From the data below, set down exactly the lines between the one holding "picture frame on" and the one holding "Q: Provide one point on every instance of the framed", inclusive, and no others.
--- RECORD EXCERPTS Enclosed Below ---
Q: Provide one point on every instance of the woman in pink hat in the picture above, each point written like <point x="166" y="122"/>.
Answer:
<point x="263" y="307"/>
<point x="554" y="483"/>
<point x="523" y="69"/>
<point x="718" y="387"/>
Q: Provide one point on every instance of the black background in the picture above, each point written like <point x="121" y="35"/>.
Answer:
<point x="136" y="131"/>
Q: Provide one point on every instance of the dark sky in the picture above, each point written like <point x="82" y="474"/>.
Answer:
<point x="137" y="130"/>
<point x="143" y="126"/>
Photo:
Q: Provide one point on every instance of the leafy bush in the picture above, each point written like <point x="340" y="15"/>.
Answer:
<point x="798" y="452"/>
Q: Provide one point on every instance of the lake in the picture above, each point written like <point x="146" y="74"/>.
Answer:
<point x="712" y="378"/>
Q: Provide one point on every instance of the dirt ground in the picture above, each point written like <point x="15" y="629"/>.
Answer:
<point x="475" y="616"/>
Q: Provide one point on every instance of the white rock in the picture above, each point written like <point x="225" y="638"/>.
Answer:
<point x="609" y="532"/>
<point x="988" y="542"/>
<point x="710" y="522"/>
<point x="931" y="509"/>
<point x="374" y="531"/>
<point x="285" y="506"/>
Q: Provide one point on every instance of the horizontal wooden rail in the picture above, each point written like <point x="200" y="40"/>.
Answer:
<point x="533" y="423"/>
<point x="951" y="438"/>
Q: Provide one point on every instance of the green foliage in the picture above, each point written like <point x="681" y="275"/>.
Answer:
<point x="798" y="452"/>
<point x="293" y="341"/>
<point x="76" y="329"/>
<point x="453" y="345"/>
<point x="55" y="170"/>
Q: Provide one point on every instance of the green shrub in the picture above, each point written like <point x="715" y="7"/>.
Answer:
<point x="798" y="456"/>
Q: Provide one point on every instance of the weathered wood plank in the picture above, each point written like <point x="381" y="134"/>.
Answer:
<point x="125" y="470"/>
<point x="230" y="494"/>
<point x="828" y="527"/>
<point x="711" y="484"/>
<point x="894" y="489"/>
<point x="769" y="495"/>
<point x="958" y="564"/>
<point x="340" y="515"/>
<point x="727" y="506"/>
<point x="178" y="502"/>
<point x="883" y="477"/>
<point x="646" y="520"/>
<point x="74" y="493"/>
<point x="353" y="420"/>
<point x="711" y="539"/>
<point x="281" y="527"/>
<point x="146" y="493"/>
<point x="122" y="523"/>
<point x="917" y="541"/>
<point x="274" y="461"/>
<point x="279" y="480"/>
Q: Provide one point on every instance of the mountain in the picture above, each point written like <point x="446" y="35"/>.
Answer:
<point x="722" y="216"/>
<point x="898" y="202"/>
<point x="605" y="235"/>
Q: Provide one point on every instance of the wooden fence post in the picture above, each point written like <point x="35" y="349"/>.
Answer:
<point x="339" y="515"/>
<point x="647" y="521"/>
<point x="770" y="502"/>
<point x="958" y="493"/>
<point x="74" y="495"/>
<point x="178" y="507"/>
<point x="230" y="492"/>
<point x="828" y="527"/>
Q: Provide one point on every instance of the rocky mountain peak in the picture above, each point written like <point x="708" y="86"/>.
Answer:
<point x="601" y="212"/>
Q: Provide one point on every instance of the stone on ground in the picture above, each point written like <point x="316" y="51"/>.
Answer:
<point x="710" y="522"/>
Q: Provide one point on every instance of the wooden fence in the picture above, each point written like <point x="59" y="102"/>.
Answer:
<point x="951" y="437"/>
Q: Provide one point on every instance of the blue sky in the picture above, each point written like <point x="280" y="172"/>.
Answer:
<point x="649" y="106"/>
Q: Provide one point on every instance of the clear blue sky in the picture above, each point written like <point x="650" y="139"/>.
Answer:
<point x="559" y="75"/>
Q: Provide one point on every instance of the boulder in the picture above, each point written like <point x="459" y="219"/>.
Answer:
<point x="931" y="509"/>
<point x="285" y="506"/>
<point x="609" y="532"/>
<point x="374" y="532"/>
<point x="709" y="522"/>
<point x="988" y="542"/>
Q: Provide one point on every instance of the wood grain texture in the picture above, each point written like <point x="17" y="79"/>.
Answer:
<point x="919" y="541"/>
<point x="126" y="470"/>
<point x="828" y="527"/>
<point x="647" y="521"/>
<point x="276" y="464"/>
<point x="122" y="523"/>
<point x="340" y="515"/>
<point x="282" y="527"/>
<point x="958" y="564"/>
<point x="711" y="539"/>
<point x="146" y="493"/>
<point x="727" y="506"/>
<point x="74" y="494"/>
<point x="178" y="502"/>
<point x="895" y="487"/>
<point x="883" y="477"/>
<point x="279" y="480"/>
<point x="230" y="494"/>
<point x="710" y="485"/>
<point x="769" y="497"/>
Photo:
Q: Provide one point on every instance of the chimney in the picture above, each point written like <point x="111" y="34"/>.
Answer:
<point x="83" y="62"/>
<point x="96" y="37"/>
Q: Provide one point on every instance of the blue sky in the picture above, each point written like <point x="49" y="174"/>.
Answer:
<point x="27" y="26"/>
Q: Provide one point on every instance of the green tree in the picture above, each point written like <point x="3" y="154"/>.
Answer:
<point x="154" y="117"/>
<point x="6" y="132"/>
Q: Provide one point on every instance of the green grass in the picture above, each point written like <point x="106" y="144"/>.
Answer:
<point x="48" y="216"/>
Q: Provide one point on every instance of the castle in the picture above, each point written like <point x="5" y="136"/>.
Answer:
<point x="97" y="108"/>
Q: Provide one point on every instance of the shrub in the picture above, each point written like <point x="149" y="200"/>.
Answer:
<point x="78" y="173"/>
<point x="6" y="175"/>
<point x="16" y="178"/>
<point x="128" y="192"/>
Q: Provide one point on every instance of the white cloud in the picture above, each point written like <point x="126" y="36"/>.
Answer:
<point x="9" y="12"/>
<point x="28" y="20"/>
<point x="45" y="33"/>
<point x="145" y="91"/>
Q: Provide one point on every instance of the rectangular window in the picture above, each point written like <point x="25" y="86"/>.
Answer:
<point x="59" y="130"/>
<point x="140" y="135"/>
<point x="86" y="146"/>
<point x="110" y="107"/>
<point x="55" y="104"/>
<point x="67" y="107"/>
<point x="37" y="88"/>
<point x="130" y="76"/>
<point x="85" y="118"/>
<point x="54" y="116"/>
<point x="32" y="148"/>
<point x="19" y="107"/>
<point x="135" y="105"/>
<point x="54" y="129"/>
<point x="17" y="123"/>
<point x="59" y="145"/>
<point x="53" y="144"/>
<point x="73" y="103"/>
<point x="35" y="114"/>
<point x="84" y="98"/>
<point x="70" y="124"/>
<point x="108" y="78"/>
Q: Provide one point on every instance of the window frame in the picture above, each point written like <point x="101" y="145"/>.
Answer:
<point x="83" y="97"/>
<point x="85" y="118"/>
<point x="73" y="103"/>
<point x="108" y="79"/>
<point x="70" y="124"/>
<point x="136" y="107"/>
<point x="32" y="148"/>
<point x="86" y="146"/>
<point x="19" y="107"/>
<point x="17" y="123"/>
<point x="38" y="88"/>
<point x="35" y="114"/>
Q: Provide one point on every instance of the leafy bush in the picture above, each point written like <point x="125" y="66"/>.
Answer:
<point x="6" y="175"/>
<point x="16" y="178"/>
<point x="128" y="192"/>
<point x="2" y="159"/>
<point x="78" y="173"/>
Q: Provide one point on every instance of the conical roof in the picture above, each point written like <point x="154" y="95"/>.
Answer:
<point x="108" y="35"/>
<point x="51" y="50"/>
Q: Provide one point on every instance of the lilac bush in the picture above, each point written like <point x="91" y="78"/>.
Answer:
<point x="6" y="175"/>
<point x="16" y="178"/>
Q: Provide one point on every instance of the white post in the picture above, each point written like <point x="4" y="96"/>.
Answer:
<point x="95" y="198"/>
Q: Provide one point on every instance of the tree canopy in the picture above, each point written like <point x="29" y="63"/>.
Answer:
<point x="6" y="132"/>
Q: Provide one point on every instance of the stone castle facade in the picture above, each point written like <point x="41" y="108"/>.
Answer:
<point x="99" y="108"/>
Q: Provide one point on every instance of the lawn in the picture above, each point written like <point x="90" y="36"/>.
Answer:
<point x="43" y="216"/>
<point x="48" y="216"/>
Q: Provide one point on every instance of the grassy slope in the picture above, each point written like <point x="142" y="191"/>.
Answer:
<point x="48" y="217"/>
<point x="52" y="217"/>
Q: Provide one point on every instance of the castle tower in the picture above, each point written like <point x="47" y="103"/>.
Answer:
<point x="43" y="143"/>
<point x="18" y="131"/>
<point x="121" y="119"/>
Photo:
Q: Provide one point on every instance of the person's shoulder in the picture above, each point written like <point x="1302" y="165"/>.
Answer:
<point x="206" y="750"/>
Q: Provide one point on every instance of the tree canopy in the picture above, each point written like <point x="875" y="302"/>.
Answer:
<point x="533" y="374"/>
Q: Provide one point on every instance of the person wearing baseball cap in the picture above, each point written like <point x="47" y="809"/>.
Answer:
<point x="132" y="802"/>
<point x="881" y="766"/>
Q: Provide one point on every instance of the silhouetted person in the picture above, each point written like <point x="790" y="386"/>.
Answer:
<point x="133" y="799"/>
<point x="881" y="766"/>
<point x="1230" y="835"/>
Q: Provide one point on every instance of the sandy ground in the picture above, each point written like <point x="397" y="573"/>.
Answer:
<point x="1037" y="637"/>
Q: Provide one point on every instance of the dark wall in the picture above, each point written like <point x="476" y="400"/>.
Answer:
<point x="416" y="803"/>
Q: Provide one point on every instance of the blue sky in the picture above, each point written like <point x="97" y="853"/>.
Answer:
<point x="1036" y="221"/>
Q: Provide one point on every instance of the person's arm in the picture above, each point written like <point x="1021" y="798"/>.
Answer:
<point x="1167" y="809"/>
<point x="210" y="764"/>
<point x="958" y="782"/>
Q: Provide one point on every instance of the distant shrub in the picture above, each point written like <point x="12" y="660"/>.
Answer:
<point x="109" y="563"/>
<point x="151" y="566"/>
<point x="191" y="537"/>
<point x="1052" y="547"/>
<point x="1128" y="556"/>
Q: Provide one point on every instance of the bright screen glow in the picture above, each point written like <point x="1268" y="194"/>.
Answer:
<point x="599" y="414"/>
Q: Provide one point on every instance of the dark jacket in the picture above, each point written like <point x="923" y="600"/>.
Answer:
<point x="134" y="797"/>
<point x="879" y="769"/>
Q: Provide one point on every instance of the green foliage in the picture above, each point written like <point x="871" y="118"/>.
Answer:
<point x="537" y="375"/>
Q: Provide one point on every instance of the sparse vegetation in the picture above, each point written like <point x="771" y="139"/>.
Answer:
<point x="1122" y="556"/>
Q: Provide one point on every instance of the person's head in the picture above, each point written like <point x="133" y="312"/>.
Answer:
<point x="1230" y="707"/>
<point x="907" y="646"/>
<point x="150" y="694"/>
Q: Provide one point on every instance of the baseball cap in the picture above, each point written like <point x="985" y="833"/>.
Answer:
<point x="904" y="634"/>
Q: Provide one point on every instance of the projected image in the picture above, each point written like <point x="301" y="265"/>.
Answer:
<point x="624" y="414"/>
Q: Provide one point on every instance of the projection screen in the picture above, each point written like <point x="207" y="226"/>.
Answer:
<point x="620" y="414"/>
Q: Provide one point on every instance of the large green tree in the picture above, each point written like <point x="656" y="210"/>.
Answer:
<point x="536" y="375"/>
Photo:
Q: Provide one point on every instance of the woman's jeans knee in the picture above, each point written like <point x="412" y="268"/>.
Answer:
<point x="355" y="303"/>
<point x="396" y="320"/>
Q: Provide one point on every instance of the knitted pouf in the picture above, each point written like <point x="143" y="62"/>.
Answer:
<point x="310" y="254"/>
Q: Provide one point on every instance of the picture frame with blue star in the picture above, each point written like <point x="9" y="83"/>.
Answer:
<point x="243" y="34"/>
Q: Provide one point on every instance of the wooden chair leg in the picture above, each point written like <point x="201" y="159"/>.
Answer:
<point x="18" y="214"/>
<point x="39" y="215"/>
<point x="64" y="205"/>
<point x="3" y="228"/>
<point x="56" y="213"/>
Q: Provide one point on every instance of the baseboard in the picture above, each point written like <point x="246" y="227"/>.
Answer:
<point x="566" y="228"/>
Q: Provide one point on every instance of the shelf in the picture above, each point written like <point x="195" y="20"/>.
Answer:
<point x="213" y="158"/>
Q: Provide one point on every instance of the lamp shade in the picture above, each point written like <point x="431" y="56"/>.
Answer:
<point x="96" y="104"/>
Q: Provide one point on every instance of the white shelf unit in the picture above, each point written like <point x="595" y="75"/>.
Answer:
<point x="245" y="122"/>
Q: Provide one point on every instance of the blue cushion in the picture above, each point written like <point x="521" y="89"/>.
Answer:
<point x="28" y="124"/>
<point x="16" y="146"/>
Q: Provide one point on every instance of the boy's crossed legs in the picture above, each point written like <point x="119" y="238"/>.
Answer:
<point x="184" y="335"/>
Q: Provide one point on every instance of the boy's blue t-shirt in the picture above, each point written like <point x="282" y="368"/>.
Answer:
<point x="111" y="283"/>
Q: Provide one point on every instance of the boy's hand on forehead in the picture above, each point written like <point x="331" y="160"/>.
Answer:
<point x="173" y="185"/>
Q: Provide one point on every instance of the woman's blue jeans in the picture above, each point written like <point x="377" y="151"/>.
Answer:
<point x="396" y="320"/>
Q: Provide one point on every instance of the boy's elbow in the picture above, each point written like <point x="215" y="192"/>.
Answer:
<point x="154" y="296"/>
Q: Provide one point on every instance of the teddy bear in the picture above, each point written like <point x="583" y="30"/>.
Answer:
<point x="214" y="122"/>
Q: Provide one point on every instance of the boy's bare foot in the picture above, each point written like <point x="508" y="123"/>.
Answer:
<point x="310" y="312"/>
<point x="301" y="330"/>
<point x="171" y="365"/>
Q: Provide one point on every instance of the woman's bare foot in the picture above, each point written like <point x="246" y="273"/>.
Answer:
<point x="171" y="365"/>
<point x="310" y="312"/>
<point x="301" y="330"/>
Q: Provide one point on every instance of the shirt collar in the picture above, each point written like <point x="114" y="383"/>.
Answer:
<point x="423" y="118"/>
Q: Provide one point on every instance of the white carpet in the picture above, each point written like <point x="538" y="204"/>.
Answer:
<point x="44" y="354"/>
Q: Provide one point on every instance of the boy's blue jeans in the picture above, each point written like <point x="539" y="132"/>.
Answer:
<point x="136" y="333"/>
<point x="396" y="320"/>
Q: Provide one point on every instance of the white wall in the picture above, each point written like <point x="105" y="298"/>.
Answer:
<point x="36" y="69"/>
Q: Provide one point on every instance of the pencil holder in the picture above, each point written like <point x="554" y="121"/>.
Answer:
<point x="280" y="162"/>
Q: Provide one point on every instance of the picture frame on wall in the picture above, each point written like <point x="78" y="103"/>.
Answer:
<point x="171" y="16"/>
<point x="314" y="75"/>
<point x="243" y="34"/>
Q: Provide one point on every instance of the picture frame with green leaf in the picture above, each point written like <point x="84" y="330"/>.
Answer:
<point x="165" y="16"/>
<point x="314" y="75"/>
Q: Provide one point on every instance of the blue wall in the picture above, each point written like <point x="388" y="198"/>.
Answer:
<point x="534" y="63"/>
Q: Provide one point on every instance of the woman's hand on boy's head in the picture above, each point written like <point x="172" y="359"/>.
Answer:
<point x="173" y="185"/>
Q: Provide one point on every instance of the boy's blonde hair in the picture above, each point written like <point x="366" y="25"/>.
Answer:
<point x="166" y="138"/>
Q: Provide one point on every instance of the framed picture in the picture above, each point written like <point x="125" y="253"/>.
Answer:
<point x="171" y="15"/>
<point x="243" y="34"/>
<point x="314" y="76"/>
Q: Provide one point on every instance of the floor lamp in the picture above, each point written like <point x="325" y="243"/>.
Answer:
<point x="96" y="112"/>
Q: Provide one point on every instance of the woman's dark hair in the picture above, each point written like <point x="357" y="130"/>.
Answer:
--- End of Enclosed RECORD EXCERPTS ---
**YOUR SOLUTION**
Q: Provide one point on every instance of the picture frame on wall in the picture above, each point written like <point x="78" y="103"/>.
Answer:
<point x="171" y="16"/>
<point x="314" y="75"/>
<point x="243" y="34"/>
Q: Provide one point on every instance of the picture frame with green leaf in the picture above, each point written like <point x="84" y="330"/>.
Answer:
<point x="165" y="16"/>
<point x="314" y="75"/>
Q: Provide one point on every instance of the blue wall in the picture above, each point written like <point x="388" y="198"/>.
Answer:
<point x="534" y="63"/>
Q: Provide one point on every instance of the woman's hand on boy's head in the picture above, each point written like <point x="172" y="359"/>.
Answer:
<point x="173" y="185"/>
Q: Provide one point on every instance of the boy's blonde hair in the picture above, each point written like <point x="366" y="25"/>.
Answer:
<point x="166" y="138"/>
Q: Provide one point on every instance of the framed picture in the picture above, each point written like <point x="125" y="253"/>.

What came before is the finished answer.